Records supplied:
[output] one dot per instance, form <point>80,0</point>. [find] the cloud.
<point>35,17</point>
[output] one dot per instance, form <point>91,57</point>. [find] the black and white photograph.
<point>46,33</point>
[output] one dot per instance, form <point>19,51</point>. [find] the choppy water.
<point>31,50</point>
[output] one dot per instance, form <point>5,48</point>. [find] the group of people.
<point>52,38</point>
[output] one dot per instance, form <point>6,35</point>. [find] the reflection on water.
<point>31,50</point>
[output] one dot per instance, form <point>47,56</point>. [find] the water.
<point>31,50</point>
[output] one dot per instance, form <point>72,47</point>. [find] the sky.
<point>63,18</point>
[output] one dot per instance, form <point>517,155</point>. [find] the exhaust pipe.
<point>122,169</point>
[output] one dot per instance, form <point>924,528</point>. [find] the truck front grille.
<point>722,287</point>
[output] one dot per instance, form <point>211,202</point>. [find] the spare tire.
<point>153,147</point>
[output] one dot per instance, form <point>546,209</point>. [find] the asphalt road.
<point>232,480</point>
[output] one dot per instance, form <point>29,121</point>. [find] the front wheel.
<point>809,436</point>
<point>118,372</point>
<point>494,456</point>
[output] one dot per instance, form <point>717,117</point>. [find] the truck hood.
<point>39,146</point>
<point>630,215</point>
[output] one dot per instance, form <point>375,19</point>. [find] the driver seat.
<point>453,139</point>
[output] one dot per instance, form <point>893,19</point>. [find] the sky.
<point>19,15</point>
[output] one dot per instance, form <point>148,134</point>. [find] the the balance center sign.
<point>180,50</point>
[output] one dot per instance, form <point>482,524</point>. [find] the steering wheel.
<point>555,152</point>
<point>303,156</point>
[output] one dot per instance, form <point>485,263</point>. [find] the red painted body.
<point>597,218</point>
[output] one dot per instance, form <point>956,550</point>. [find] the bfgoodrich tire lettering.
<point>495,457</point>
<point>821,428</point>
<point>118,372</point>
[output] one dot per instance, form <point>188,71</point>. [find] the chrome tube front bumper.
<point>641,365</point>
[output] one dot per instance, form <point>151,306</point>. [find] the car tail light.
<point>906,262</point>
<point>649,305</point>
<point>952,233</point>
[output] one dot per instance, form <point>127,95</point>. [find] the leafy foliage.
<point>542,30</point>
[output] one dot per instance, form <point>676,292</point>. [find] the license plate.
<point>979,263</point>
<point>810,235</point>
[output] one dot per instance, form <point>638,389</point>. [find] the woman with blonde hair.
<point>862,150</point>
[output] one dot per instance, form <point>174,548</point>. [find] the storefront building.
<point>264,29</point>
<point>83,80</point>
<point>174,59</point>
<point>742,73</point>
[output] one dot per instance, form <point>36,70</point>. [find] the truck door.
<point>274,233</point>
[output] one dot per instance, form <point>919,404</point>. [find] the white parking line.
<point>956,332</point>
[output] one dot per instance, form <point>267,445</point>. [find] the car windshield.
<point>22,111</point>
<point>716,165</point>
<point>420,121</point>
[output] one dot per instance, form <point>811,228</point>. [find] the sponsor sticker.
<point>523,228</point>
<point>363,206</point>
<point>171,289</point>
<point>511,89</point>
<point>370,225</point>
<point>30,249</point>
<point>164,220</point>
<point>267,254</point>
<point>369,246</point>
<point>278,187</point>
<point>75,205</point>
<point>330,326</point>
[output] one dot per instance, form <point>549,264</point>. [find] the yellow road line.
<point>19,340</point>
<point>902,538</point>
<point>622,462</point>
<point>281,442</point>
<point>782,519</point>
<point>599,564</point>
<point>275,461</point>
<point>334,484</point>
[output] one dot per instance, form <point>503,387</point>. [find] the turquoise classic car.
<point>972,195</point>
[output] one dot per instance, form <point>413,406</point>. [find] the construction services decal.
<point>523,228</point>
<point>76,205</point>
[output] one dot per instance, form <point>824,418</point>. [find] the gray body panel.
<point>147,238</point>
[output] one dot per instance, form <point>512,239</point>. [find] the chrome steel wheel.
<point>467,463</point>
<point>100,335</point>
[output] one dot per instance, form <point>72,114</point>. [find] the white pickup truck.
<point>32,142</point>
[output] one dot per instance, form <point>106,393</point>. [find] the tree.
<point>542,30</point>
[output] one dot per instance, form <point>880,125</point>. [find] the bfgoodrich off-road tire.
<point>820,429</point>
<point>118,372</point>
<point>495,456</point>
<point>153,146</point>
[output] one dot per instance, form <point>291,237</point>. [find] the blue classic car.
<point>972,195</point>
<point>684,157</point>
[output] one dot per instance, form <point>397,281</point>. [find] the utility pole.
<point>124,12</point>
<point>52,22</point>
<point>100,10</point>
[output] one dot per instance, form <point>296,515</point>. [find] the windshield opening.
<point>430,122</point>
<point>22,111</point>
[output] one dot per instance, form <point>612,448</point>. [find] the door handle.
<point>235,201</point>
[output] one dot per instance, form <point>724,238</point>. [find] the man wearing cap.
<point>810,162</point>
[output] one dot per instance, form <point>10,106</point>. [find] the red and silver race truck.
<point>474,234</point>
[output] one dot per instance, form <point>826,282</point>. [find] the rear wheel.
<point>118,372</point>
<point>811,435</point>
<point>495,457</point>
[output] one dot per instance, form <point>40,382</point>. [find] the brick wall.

Exercise objective:
Exactly reproduce the lines from the one containing "[output] one dot per instance, form <point>824,418</point>." through the end of the records, and only those lines.

Written reply:
[output] one dot per instance, form <point>824,418</point>. [find] the gray body panel.
<point>147,238</point>
[output] one dot per instance, form <point>512,239</point>. [find] the chrome steel wheel.
<point>467,463</point>
<point>100,335</point>
[output] one dot per instance, form <point>72,114</point>. [find] the white pickup truck.
<point>32,142</point>
[output] one dot per instance, form <point>106,393</point>. [find] the tree.
<point>542,30</point>
[output] one dot per instance, form <point>880,125</point>. [find] the bfgoodrich off-road tire.
<point>820,429</point>
<point>118,372</point>
<point>495,456</point>
<point>153,146</point>
[output] one dot per instance, form <point>291,237</point>. [find] the blue classic car.
<point>972,195</point>
<point>684,157</point>
[output] one dot per instance, form <point>397,281</point>. [find] the utility pole.
<point>124,12</point>
<point>52,22</point>
<point>100,10</point>
[output] one dot per instance, form <point>296,515</point>. [find] the windshield opening.
<point>430,122</point>
<point>22,111</point>
[output] one dot per instance, form <point>612,448</point>. [find] the door handle.
<point>235,201</point>
[output] one dot per instance, form <point>724,238</point>. [find] the man wearing cap.
<point>810,162</point>
[output] one dot per instance, form <point>10,106</point>. [find] the red and silver race truck.
<point>474,234</point>
[output] one dot per instance, form <point>826,282</point>. [find] the rear wheel.
<point>118,372</point>
<point>811,435</point>
<point>495,457</point>
[output] one dot per instance, form <point>40,382</point>. [find] the brick wall.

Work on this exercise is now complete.